_Task 1_: In the passage on railway curve cant, repeat the part from "The maximum balance" up to and including "re-aligning the curve.", swapping "legacy" for "older".
_Task 2_: According to the passage on railway curve cant, what cant ramp rate is the UIC 703 comfort limit?
_Task 3_: Carry on the passage on railway curve cant from where it stops.

Frequently asked questions
Cant cancels the centrifugal force acting on the train in a curve. On a circular path the lateral acceleration V²/R pushes outward; without cant the passengers swing out and the outer rail receives heavy lateral force. Raising the outer rail by E_installed [mm] tilts gravity so its horizontal component opposes the centrifugal force, and at E_equilib = V²·G/(g·R) the two are exactly balanced. Designs usually pick a value below E_equilib so slower trains on the same track are not penalised.
UIC and JIS use about D_max=100 mm for regular trains, 110 mm for commuter EMUs and 75 mm for freight. Tilting trains (JR 381 series, E5, Pendolino, Talgo) reduce the lateral acceleration felt by passengers and accept D=130-165 mm. Exceeding D causes passenger discomfort, lower overturning safety margin, heavy outer-rail lateral force, ballast loosening and rapid flange wear. The installed cant itself is capped near E_max=180 mm for overturning safety of slow or stopped trains.
The transition length L ramps cant from 0 to E_installed and is computed as L = V·E/r. The cant ramp rate r should stay below 30 mm/s (UIC 703 comfort limit) and at most 50 mm/s (absolute). For V=70 m/s, E=150 mm and r=30 mm/s we need L=350 m. A clothoid (Euler spiral) gives a linear change of curvature so the lateral jerk stays bounded; it is the standard transition shape for high-speed rail including the Shinkansen.
The maximum balance speed is V_max = √(g·R·(E+D_lim)/G), so larger R always allows higher speed. On Shinkansen new lines R=4000 m with E=180 mm and D=110 mm supports about 320 km/h. On legacy 400 m radius curves the limit is about 95 km/h without tilt and 120 km/h with tilt. Tunnels and existing rights-of-way severely constrain R, so raising the design speed there usually requires body tilting or heavier track structure rather than re-aligning the curve.
Real-world applications
Dedicated high-speed lines: Tokaido Shinkansen (R=2500 m, E=200 mm as designed), Tohoku Shinkansen (R=4000 m, E=180 mm, D=110 mm) and the Beijing-Shanghai HSR (R=7000-10000 m, E=180 mm) all rely on large radii on new alignment so that non-tilting trains can sustain 300-350 km/h. The design discipline is "keep the radius-cant product inside E_max=180 mm and D_max=110 mm"; any curve that cannot satisfy this gets a permanent speed restriction.
Tilting trains on legacy alignment: JR 381 series (Chuosaisen, Hakubi line), E5 (Tohoku Shinkansen north of Morioka), Pendolino (Italy, Switzerland), Talgo (Spain) and Acela Express (US Northeast Corridor) all tilt the carbody inward, reduce the perceived lateral acceleration and accept D=130-165 mm. This shaves 25-35 km/h off the curve-by-curve limit on existing 400-600 m radius curves and removes the need for new alignment.
Subway and commuter lines: Tokyo Metro, Osaka Metro, MTR Hong Kong, Beijing Subway and similar urban networks routinely use 160-300 m radius curves because of right-of-way constraints. Design speeds of 60-90 km/h with D_max=110 mm are typical. The dominant issues become curve squeal (rail lubrication, friction modifiers), inner-rail wear under cant excess and flange wear under high deficiency. Cars built by CRRC Zhuzhou and Baoji operate at the same comfort limits.

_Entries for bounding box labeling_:
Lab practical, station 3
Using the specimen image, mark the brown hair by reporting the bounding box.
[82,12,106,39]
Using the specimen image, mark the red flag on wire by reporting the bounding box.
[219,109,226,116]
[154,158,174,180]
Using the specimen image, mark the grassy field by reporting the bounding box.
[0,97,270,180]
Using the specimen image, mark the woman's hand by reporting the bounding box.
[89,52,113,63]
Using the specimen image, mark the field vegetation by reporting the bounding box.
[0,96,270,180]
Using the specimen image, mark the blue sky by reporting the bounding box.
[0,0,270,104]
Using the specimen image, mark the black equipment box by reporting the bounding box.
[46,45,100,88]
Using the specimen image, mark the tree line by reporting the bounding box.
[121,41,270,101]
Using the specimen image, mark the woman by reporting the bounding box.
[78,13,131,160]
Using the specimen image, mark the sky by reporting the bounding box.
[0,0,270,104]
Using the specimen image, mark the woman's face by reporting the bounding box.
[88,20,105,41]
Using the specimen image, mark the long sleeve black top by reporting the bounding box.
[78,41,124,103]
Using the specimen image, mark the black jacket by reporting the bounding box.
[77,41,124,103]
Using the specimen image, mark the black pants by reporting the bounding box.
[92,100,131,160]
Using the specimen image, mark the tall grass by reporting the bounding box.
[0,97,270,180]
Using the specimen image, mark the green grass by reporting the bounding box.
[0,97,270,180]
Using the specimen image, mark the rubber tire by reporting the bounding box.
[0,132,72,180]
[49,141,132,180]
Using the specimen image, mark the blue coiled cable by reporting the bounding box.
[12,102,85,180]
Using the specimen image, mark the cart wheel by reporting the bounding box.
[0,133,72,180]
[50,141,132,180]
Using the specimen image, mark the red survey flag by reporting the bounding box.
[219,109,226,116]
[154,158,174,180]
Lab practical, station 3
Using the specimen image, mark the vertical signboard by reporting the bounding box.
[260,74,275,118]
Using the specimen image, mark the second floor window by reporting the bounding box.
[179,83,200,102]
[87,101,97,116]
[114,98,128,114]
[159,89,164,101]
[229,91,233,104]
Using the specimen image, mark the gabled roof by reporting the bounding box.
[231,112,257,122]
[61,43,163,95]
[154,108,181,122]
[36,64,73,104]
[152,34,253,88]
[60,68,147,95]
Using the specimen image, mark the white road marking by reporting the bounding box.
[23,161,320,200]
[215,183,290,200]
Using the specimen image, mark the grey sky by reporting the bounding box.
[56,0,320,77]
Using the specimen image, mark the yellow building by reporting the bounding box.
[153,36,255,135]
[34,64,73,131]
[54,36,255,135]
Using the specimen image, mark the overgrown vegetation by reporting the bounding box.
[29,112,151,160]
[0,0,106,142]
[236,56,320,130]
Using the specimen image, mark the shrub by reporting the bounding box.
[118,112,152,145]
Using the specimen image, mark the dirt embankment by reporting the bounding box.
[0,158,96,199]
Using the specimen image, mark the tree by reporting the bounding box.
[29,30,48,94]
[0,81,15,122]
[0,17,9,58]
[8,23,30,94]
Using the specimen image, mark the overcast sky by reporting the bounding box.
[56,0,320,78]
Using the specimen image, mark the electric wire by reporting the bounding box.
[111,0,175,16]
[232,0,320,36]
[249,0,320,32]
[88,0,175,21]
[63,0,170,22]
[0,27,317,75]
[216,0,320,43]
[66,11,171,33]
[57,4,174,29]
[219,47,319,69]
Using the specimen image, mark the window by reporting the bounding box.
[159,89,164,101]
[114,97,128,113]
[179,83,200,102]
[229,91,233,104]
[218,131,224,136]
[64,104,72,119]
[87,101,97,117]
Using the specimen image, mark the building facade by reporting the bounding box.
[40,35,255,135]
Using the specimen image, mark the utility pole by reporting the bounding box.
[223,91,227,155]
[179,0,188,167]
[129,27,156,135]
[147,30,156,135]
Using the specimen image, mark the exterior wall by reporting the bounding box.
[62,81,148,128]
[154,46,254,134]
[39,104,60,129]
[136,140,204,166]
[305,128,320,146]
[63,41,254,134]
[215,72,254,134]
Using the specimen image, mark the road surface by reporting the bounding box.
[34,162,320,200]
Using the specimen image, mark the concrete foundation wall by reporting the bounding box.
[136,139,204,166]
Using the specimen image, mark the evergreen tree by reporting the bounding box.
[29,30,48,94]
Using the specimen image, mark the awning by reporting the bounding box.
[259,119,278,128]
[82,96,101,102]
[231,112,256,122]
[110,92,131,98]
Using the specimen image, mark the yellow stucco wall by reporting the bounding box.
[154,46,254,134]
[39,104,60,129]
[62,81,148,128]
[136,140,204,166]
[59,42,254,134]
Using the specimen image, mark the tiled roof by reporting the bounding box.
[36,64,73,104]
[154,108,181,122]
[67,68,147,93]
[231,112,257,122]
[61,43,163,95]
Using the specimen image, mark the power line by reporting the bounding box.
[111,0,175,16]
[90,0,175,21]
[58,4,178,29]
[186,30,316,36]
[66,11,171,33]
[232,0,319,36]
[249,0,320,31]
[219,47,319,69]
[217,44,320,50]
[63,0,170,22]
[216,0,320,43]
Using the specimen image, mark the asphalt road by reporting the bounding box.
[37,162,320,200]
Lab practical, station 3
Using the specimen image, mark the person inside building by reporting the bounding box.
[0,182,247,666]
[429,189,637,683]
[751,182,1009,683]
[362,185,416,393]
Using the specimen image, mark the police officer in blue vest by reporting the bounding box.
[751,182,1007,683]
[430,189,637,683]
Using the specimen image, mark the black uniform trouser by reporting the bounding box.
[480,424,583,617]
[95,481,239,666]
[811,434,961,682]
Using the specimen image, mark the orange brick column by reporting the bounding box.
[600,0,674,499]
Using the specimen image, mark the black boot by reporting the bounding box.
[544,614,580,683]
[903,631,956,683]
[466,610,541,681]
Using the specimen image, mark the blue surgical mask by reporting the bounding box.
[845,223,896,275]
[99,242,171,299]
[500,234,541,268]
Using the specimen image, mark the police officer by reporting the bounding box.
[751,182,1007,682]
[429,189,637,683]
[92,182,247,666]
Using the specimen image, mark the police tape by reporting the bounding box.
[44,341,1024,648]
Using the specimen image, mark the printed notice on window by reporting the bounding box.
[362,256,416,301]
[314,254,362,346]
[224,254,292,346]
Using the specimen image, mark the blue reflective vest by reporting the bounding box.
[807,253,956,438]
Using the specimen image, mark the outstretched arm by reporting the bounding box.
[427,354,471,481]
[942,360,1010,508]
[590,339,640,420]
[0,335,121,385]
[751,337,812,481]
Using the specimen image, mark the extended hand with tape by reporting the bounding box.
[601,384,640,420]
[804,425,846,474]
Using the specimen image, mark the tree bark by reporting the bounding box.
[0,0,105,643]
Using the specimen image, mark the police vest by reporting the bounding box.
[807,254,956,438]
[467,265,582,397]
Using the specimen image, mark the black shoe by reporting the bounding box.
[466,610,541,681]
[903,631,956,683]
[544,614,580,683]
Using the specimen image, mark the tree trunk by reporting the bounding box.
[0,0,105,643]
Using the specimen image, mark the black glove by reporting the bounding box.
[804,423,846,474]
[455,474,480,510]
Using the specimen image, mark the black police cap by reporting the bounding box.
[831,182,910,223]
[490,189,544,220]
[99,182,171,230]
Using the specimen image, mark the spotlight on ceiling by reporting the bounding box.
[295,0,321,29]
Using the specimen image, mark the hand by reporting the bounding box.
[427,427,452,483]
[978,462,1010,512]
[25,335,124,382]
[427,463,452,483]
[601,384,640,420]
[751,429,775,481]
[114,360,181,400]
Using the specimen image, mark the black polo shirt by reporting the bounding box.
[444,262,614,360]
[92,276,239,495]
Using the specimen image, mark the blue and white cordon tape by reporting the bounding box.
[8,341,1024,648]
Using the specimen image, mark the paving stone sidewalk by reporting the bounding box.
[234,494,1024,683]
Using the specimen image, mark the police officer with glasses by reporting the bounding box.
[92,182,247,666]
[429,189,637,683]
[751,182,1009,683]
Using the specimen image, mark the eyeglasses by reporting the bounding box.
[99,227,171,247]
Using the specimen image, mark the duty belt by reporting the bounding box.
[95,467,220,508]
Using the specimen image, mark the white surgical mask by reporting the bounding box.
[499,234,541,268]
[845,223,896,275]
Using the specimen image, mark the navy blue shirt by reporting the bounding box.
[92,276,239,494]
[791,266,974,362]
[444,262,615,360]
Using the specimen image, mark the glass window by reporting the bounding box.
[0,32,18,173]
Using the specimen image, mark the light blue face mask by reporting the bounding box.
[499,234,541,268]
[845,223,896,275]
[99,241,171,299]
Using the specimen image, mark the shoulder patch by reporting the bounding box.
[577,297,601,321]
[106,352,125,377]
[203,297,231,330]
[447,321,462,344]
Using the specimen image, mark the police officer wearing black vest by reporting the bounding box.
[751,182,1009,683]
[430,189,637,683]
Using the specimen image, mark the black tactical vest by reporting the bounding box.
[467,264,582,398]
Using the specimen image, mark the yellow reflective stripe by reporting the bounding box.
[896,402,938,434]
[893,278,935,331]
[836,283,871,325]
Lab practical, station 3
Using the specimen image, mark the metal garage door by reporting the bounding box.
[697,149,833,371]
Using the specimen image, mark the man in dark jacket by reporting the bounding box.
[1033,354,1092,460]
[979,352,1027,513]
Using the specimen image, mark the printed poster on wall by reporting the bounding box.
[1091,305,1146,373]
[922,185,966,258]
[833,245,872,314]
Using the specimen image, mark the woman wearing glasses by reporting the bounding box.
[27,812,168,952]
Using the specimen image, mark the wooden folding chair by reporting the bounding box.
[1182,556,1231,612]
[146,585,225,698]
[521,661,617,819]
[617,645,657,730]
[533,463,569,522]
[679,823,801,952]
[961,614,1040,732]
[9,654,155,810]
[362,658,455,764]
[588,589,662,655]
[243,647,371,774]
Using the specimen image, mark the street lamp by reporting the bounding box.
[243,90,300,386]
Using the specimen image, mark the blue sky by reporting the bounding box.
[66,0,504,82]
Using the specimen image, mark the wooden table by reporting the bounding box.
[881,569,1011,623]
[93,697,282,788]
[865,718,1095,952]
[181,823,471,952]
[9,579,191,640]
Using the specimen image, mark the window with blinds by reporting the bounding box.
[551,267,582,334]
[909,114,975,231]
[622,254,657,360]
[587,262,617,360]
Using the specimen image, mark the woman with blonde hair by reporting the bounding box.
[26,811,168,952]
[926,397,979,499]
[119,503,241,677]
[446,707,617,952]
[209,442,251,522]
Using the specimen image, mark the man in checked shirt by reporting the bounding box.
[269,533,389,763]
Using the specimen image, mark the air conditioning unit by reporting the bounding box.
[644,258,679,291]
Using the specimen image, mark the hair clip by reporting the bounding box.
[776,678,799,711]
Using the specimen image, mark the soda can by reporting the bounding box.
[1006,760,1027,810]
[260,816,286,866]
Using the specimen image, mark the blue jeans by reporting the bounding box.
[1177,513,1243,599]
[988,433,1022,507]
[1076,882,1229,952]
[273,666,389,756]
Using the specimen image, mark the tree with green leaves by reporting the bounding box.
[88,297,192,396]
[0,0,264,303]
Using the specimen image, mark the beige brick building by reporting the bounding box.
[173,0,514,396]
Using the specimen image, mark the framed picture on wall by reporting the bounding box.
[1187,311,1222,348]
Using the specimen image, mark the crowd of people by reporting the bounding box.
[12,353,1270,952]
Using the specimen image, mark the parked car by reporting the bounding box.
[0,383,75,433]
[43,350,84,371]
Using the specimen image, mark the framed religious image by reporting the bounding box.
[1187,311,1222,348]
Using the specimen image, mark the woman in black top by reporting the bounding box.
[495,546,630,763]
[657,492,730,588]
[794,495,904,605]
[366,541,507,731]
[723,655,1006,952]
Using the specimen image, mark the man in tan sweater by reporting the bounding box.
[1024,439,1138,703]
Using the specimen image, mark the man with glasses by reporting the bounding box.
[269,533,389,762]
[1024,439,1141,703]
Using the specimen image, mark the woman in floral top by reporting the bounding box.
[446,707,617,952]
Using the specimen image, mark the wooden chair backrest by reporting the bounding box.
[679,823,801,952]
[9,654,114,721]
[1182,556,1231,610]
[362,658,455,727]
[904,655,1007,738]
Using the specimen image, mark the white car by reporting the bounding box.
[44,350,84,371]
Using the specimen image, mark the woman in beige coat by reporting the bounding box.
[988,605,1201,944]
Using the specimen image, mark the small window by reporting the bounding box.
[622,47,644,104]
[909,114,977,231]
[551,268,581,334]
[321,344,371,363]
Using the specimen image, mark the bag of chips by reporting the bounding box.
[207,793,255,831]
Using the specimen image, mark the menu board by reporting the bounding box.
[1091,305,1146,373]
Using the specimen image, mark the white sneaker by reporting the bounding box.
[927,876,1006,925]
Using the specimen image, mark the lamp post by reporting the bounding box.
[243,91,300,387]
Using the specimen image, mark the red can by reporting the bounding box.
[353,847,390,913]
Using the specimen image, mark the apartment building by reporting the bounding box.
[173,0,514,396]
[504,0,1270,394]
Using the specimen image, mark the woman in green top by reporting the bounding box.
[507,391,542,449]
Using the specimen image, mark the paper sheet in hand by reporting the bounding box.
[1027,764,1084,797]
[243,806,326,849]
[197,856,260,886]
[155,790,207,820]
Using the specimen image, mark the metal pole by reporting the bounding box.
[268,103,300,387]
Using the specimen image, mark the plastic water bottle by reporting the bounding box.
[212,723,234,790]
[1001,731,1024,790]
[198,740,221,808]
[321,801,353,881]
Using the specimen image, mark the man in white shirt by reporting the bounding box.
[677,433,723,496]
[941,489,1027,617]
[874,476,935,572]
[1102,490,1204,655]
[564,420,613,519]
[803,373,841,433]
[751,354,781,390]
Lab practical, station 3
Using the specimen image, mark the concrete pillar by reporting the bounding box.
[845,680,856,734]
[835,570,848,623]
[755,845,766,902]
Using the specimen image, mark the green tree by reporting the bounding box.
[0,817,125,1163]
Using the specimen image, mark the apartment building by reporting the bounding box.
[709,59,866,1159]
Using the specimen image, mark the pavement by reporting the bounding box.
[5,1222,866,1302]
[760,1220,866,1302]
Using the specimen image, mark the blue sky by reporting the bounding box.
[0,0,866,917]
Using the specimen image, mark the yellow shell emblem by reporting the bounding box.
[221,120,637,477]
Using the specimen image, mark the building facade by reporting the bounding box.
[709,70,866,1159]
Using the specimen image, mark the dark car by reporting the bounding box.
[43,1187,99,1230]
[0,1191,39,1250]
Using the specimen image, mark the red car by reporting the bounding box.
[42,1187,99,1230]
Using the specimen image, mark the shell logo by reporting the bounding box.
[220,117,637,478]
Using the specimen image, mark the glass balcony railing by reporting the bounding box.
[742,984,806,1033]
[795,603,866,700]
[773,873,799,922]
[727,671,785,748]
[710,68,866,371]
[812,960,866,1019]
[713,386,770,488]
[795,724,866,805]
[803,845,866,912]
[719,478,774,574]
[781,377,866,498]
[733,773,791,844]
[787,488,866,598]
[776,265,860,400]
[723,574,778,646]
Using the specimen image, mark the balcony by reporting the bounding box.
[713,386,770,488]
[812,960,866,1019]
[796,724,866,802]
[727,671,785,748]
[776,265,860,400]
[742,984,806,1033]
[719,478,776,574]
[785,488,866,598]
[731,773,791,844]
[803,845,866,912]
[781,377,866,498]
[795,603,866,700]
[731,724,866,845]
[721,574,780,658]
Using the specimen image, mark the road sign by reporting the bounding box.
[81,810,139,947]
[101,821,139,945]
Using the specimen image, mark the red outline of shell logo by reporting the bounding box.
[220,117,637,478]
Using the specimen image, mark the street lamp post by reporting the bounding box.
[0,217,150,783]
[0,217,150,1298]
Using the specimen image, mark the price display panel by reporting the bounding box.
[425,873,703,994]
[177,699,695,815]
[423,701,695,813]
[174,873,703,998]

_Output 1_:
The maximum balance speed is V_max = √(g·R·(E+D_lim)/G), so larger R always allows higher speed. On Shinkansen new lines R=4000 m with E=180 mm and D=110 mm supports about 320 km/h. On older 400 m radius curves the limit is about 95 km/h without tilt and 120 km/h with tilt. Tunnels and existing rights-of-way severely constrain R, so raising the design speed there usually requires body tilting or heavier track structure rather than re-aligning the curve.

_Output 2_: 30 mm/s

_Output 3_:
Heavy-haul freight corridors: North American Class I railroads, the Pilbara iron-ore lines in Australia and CRRC's heavy-haul Chinese corridors prioritise axle load and track durability over speed. D_max=75 mm holds, cant is set conservatively and speed limits handle the rest. Heavy trains apply higher lateral force for the same deficiency, so flange wear and concrete-tie damage appear sooner than on passenger lines.
Common misconceptions and pitfalls
The most common trap is the belief that "bigger cant always means higher speed". Mathematically yes, increasing E raises V_max, but in practice E_max is capped near 180 mm (UIC) or 200 mm (Japan). Above that, stopped or slow trains — work trains, freight, maintenance vehicles — sit on a strongly canted track and lean inward. Suspensions are stretched asymmetrically, wheel flanges press the inner rail and wear unevenly, and stationary cargo can shift. Overturning safety also drops, raising the seismic risk in earthquake-prone networks. The international rule is "install less than equilibrium and absorb the rest as cant deficiency within the passenger comfort limit".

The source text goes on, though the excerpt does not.